[Items from a dataset]
* * * * * * *
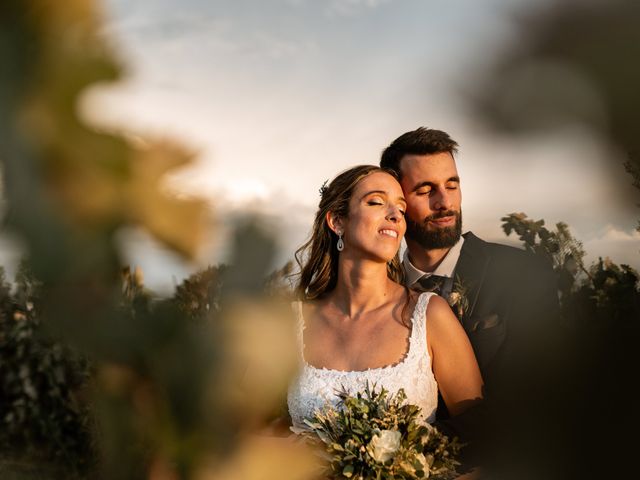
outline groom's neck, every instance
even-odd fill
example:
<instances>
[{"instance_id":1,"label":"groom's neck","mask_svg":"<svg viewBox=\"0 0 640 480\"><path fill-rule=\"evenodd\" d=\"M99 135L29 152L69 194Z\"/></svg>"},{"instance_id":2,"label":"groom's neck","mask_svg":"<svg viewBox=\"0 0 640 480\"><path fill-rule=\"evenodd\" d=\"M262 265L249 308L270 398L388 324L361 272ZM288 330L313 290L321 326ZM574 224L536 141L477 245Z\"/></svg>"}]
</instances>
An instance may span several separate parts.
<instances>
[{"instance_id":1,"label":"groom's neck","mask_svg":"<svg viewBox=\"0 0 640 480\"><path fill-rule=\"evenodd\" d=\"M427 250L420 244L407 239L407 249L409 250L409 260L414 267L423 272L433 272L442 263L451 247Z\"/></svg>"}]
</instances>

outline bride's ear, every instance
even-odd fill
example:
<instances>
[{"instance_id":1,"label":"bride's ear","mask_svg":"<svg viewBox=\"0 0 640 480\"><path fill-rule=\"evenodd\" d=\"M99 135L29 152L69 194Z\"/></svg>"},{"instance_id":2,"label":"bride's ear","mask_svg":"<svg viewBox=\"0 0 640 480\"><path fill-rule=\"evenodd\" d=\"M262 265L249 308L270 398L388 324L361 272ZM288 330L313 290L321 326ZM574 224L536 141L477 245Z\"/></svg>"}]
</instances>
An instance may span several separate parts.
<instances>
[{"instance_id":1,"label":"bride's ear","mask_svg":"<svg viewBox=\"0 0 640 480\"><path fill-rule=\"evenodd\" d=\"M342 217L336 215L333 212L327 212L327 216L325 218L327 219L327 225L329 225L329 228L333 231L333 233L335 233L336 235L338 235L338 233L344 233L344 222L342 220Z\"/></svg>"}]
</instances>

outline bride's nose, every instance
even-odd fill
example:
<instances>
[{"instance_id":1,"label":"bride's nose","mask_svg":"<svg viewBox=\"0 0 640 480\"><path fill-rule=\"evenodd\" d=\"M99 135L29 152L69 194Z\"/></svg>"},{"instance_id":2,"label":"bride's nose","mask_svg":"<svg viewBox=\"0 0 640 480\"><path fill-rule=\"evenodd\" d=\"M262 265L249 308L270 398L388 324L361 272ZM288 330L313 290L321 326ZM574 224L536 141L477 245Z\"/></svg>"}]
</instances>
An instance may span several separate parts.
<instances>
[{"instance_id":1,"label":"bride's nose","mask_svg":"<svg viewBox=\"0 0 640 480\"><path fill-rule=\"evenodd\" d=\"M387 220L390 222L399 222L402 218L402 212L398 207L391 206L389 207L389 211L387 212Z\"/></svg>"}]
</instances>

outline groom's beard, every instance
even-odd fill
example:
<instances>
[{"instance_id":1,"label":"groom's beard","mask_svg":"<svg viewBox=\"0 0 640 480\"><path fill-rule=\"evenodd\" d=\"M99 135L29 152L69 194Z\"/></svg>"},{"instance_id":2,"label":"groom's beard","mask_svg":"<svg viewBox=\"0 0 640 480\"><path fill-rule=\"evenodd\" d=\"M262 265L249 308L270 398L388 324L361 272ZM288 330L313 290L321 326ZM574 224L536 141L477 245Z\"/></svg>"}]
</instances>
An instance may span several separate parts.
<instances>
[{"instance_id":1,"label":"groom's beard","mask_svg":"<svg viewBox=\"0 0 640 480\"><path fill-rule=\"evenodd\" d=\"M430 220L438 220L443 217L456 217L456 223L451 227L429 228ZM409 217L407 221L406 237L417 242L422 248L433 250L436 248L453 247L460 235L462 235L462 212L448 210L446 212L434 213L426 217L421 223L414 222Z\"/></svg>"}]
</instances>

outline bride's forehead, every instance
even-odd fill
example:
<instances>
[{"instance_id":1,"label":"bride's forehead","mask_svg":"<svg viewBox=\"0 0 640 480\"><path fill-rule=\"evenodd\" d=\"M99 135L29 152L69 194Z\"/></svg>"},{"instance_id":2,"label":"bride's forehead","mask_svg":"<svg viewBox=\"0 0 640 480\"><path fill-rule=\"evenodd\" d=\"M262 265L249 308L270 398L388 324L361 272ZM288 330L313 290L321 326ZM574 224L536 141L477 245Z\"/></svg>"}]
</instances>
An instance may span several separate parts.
* * * * * * *
**JOB:**
Write out again, unchanged, every line from the line containing "outline bride's forehead, every instance" to the final line of the material above.

**OUTPUT BELOW:**
outline bride's forehead, every instance
even-odd fill
example:
<instances>
[{"instance_id":1,"label":"bride's forehead","mask_svg":"<svg viewBox=\"0 0 640 480\"><path fill-rule=\"evenodd\" d=\"M99 135L29 152L69 194Z\"/></svg>"},{"instance_id":2,"label":"bride's forehead","mask_svg":"<svg viewBox=\"0 0 640 480\"><path fill-rule=\"evenodd\" d=\"M262 265L249 308L270 398L388 324L361 272ZM288 330L313 290L321 326ZM574 224L536 141L477 245Z\"/></svg>"}]
</instances>
An instance may span several separate parts.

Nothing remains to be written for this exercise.